(Source data)

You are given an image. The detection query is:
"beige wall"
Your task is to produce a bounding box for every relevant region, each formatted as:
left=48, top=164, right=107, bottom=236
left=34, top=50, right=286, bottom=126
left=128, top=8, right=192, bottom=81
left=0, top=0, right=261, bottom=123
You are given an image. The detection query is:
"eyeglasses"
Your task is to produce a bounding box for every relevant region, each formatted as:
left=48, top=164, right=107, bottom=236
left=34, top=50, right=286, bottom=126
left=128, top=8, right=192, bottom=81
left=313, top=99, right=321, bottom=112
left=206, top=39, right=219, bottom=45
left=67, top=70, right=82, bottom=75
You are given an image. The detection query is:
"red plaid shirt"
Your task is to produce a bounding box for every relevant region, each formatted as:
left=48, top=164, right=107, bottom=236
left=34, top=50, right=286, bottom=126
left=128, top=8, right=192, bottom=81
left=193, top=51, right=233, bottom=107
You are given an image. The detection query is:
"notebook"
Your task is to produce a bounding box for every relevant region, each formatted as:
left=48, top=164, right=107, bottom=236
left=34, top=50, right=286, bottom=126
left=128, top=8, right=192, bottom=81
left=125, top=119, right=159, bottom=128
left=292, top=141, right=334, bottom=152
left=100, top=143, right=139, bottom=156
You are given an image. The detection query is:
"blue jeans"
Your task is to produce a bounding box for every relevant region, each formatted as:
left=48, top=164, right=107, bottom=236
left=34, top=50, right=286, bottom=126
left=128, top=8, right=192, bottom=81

WORK TASK:
The entries above must be written out again exactly as they are.

SOLUTION TO THE PROBLEM:
You are given an image. The detection query is:
"beige wall"
Your task is to produce a bounding box for every relevant region, each formatted as:
left=48, top=164, right=107, bottom=236
left=34, top=50, right=286, bottom=126
left=128, top=8, right=192, bottom=81
left=0, top=0, right=261, bottom=123
You are given an image. The detection query is:
"eyeglasses"
Your task is to produce a bounding box for every relevant region, each formatted as:
left=48, top=164, right=107, bottom=236
left=34, top=50, right=286, bottom=126
left=128, top=8, right=192, bottom=81
left=313, top=99, right=321, bottom=112
left=206, top=39, right=219, bottom=45
left=67, top=70, right=82, bottom=75
You are given an image. The detection query is:
"red plaid shirt"
Your task is to produce a bounding box for every relevant region, each formatted as:
left=48, top=164, right=107, bottom=236
left=34, top=50, right=286, bottom=126
left=128, top=8, right=192, bottom=81
left=193, top=51, right=233, bottom=107
You are given an image. The detection query is:
"notebook"
Your task is to produce a bounding box for every relevant region, each formatted as:
left=48, top=164, right=107, bottom=236
left=34, top=50, right=286, bottom=126
left=128, top=8, right=192, bottom=81
left=125, top=119, right=159, bottom=128
left=292, top=141, right=334, bottom=152
left=100, top=143, right=139, bottom=156
You are given an image. The detection query is:
"blue jeans"
Your task is to produce a bounding box for every relevant region, each formatted as:
left=48, top=164, right=107, bottom=236
left=34, top=50, right=286, bottom=126
left=128, top=8, right=192, bottom=81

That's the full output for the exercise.